- [What you are asked to do] Search the data below for the string "bowl" and copy all lines where it shows up.
== Records to use ==
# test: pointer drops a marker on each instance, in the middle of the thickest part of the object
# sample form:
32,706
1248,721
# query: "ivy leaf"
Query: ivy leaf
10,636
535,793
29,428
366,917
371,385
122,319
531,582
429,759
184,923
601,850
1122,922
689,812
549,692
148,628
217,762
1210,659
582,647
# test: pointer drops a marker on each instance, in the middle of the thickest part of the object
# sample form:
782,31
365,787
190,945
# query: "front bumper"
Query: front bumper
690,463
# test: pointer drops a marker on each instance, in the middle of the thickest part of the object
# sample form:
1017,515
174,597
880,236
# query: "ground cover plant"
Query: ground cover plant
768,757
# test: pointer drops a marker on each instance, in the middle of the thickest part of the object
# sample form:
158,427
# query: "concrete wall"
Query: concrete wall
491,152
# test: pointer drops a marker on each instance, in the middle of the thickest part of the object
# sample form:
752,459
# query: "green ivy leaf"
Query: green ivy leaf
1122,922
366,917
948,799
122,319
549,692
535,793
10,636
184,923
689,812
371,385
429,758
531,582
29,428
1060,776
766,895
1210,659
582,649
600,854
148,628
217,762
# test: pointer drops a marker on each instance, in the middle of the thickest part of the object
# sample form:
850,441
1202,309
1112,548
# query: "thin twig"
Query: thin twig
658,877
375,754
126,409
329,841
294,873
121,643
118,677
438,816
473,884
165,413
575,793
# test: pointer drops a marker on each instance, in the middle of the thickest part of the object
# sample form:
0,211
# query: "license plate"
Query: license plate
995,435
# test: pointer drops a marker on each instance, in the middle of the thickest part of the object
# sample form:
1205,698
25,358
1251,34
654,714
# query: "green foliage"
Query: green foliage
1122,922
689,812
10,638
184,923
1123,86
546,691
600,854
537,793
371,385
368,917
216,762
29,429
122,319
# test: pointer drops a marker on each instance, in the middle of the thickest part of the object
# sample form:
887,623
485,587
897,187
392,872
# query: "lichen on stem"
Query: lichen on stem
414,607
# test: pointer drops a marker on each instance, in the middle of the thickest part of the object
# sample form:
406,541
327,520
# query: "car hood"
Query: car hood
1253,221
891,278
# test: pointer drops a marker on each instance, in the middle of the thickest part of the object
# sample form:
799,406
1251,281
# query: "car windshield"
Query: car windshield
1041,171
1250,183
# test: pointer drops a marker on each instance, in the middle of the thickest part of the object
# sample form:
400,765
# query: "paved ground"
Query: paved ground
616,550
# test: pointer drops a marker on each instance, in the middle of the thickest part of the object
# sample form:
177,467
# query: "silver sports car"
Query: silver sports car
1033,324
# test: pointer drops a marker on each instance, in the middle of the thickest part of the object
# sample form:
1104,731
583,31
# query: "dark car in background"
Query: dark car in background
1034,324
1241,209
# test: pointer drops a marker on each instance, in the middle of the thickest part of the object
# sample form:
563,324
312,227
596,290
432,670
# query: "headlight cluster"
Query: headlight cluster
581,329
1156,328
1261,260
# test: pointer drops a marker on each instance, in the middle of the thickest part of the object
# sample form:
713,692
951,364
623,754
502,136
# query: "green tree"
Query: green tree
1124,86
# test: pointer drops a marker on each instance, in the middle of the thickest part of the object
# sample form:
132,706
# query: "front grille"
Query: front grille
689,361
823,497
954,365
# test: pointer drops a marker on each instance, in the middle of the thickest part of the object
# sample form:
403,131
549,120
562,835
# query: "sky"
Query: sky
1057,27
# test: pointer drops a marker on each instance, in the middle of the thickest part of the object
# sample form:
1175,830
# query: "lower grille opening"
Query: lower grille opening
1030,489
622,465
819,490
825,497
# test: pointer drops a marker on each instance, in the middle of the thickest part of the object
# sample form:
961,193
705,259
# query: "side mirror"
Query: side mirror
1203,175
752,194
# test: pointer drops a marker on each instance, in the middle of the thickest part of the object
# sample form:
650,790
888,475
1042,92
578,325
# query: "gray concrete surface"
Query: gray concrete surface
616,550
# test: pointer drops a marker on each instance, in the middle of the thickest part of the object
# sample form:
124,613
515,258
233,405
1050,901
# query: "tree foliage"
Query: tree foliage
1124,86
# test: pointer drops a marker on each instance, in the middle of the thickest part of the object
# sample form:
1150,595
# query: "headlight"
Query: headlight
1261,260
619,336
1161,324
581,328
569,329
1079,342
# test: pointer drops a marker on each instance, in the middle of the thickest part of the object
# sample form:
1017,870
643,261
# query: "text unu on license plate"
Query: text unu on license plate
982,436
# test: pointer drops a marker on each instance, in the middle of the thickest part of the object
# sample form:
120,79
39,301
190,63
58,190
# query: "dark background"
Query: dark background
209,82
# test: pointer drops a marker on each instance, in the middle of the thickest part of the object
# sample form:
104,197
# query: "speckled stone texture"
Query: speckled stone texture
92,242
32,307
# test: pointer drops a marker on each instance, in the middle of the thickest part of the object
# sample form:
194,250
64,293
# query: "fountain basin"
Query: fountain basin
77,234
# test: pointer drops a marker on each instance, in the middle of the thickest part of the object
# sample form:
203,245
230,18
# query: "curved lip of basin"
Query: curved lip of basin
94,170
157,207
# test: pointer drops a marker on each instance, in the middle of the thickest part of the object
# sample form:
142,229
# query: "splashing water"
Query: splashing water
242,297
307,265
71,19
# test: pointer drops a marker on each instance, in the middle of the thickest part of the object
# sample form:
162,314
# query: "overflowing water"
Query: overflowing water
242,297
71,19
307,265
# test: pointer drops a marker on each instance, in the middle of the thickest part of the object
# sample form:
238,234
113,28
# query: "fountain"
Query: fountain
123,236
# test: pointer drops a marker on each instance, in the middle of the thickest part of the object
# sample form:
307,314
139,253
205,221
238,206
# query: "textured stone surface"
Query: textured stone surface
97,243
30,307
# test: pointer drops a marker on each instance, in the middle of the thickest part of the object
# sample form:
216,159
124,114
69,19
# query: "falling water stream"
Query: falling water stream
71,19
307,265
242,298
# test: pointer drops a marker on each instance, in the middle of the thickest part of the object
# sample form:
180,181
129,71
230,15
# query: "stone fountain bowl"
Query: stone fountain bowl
===
- [Finished exercise]
# query: "stone fountain bowl"
Query: stone fountain bowl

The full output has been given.